Segment Start: Given information

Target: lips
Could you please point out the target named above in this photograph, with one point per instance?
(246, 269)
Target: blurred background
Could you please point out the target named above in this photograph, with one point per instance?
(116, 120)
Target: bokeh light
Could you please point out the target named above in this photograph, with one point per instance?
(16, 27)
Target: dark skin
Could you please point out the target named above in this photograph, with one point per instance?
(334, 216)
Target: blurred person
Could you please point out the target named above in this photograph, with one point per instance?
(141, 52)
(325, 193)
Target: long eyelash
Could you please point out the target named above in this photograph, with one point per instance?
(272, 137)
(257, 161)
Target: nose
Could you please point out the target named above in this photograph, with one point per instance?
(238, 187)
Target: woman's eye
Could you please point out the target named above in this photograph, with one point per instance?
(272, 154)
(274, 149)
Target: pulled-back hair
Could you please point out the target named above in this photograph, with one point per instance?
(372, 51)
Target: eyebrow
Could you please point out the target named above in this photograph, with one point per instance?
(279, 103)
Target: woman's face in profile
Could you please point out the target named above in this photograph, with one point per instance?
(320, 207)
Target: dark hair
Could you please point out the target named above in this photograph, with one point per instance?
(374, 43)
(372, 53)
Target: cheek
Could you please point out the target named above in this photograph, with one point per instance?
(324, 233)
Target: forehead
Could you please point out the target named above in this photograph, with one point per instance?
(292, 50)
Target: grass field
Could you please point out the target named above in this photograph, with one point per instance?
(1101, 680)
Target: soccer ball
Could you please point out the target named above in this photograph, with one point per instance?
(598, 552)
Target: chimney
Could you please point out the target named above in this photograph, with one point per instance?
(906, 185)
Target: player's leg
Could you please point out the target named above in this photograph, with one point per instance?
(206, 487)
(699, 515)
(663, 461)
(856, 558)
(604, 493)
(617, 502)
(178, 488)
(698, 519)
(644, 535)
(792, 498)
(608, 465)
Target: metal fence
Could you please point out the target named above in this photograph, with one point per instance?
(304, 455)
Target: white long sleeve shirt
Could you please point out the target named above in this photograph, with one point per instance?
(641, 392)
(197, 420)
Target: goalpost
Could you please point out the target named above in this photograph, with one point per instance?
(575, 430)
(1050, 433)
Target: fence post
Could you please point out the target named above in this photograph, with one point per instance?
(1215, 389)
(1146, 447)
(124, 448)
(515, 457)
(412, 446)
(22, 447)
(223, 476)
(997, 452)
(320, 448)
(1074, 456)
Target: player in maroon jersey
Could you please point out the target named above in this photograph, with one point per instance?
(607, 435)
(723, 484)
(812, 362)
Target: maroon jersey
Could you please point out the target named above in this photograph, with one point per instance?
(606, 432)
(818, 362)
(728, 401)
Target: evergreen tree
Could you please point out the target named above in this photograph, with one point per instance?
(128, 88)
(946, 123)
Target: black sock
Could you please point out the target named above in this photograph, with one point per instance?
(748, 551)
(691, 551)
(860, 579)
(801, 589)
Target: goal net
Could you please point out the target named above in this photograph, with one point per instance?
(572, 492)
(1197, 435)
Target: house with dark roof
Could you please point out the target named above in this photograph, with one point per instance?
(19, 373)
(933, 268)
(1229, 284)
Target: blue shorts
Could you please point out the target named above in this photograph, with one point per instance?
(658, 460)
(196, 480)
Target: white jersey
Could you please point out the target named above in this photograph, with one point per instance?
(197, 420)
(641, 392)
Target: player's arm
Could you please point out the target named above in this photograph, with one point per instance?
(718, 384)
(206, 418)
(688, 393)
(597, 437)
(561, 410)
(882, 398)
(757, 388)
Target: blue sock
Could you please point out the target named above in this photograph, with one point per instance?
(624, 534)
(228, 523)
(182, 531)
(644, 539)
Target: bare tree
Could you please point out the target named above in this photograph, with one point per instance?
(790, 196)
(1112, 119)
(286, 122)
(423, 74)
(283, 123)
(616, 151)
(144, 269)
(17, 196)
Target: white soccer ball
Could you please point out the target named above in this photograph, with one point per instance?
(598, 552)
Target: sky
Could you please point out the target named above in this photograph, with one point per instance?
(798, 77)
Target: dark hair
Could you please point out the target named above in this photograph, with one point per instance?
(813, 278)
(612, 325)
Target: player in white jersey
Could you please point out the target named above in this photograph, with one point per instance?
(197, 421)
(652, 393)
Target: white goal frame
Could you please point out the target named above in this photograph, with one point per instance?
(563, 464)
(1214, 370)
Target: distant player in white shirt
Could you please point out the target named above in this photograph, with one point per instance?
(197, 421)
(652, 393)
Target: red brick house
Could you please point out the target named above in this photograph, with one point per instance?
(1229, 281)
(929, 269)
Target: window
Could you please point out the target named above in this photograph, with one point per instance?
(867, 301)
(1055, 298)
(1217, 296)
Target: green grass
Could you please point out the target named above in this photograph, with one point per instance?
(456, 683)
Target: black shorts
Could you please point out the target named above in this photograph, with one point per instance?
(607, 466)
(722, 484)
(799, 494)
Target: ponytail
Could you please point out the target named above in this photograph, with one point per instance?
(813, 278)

Segment End: Given information

• **What is needed**:
Where a line of the records has the string "player", copy that line.

• **Result below**:
Target: player's leg
Target: player in maroon jersey
Target: player's arm
Target: player in white jersey
Target: distant player in white shirt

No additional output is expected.